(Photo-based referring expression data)
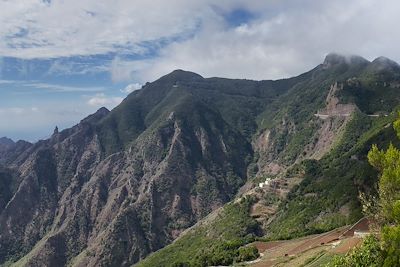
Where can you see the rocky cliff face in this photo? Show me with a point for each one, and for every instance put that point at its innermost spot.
(124, 183)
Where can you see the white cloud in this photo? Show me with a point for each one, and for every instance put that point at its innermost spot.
(285, 40)
(131, 87)
(62, 88)
(101, 99)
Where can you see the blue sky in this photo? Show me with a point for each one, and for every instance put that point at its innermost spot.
(62, 60)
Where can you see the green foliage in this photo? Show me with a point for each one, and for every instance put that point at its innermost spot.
(332, 182)
(368, 254)
(386, 252)
(222, 242)
(247, 253)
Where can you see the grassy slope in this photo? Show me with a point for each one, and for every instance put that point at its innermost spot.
(216, 243)
(327, 197)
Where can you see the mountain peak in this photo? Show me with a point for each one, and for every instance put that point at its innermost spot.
(181, 75)
(98, 115)
(384, 63)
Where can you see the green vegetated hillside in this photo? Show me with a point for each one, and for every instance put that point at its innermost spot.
(128, 182)
(327, 196)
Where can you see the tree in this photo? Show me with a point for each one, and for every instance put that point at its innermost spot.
(388, 164)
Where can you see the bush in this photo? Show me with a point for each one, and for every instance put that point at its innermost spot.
(247, 253)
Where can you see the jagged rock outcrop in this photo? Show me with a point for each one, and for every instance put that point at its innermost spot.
(124, 183)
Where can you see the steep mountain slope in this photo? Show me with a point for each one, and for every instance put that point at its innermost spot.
(122, 184)
(320, 190)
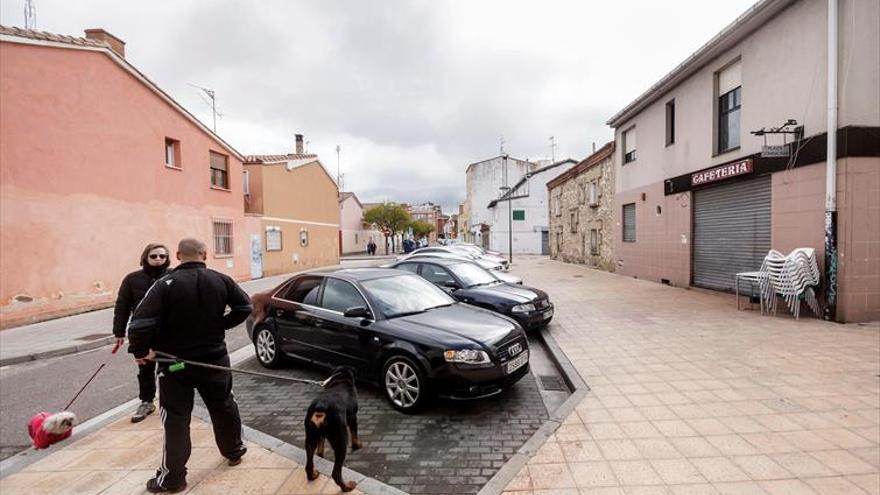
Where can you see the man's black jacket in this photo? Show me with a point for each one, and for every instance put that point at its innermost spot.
(131, 291)
(183, 314)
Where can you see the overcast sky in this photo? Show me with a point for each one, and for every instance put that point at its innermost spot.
(412, 91)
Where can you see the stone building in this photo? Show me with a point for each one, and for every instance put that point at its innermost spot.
(581, 212)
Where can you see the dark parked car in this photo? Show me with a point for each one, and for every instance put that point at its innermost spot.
(474, 285)
(396, 329)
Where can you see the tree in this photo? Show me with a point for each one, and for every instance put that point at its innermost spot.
(389, 218)
(420, 228)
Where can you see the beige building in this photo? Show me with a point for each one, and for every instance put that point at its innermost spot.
(581, 211)
(699, 197)
(297, 204)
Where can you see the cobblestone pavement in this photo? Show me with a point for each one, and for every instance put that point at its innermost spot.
(691, 396)
(448, 448)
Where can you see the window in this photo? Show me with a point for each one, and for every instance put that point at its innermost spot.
(304, 290)
(436, 274)
(273, 238)
(410, 267)
(219, 171)
(340, 295)
(172, 153)
(729, 103)
(629, 145)
(629, 222)
(222, 238)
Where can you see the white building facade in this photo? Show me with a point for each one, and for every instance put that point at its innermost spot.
(523, 217)
(484, 182)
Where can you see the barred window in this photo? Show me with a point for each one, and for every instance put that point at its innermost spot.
(222, 238)
(629, 222)
(219, 170)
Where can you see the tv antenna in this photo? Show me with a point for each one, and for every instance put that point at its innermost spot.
(210, 99)
(30, 14)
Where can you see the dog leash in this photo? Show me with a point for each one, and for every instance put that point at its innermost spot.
(178, 364)
(67, 407)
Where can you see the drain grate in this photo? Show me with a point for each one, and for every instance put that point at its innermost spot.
(552, 382)
(782, 405)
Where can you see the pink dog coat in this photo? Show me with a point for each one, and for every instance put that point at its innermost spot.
(42, 438)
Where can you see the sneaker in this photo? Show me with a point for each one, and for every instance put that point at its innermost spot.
(235, 461)
(153, 486)
(144, 410)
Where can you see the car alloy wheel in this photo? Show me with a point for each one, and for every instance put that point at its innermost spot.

» **Exercise**: Transcribe every entry exactly. Leave out the pictures.

» **Result**:
Where can you see the rocky cliff face in this photo? Show me with a point for each one, and for every instance put that point at its innermost spot.
(124, 183)
Where can you see the white cloud in this photo? Show me with a point for each one, and for every instance put that point at its innermost spot.
(285, 40)
(131, 87)
(62, 88)
(101, 99)
Where can you see the blue sky in this photo? Show me with a point for each one, and for every instance put that point at its innermost spot.
(62, 60)
Where can you see the green foliage in this photo? Show me with a point for each one, and for every instance put that point at its innermost spot.
(332, 182)
(368, 254)
(386, 252)
(222, 242)
(247, 253)
Where can you see the grassy slope in this photo? Show me with a point for each one, and for every instance put that point at its innermost spot.
(216, 243)
(327, 197)
Where can you see the mountain peak in this photo? Show me with a point for each one, and for every instance put that point at its innermost spot.
(181, 75)
(98, 115)
(384, 63)
Where can you see the green vegetated hillside in this photo? Show me with a point for each one, and for every instance put that point at its innermost spot.
(128, 182)
(327, 196)
Where can you see the tree in this photo? Show me with a point for each one, and for every instance put that point at its innermost spot.
(388, 164)
Where can you see the bush in this photo? Show me with a point for each one, and for every instance put that point at its innermost spot.
(247, 253)
Where can you see the jagged rock outcrop in this photo? Show me with a point for each one, and for every instance put that point at its innermost spot.
(124, 183)
Where can you see the steep mountain slope in this photo? Show me with a point for each one, and for every instance put that point at its innermost spot.
(122, 184)
(320, 190)
Where can you see the man's black jacket in this photo? Show me with a point for each one, and for every instance put that point at its innermost spot.
(131, 291)
(183, 314)
Where can you see the overcast sky in this photo? Show me with a point for each one, and for every instance put that point at its innermost spot.
(412, 91)
Where can you see the stone building in this photo? Show me with a point for each one, and for every instance put that point at its innermost spot.
(581, 212)
Where can you see the dark parked car in this photo? Show me with a point for each one, and for every instance put that point at its innermost spot.
(474, 285)
(396, 329)
Where can you see the tree in this photo? Show me with a point for each one, and for every instance put that point at its innermost spot.
(389, 218)
(420, 228)
Where can you see the beige building in this photo? Show me with a point for each one, and for every instance put that point at its innermost spot.
(581, 211)
(699, 197)
(297, 204)
Where can you see the cobblestone pavement in this photo? Show me with a point for each one, and for every instance put that point at its innermost spot.
(691, 396)
(448, 448)
Where can you see the window in this photo? Show me with a point for each one, and for every instance put that point at its innermost spot.
(304, 290)
(436, 274)
(273, 238)
(410, 267)
(219, 171)
(340, 295)
(172, 153)
(729, 103)
(629, 145)
(629, 222)
(222, 238)
Where can you see the white building facade in this photo? Show me with a point for each one, and for every instance put that point at its innermost spot.
(523, 217)
(484, 182)
Where can you see the barred window in this photo? Show me with a point for each one, and for every instance put that point at its innermost spot.
(222, 238)
(629, 222)
(219, 170)
Where can you see the tv antenna in this photo? Show me with a point for each one, and for every instance put that point at its innermost spot.
(210, 99)
(30, 14)
Where can you see the dog leash in this photo? Show me with a point for each one, and for every instance put that point at its innermost spot.
(178, 364)
(67, 407)
Where can you see the drain grate in this photo? Show me with a point for each one, and for every instance put that point at its innermost spot.
(552, 382)
(782, 405)
Where can you see the pink dog coat in this photo? Show me with a point for each one, and for every instance put that point at its innermost spot.
(42, 438)
Where can you see the sneaker in this photo? Show me with a point for each one, and for every instance put that point at its innermost spot.
(235, 461)
(153, 486)
(144, 410)
Where can you see the car alloy wheel in this photo? Show me with a point for each one, and for every instance put that point at its innermost spot.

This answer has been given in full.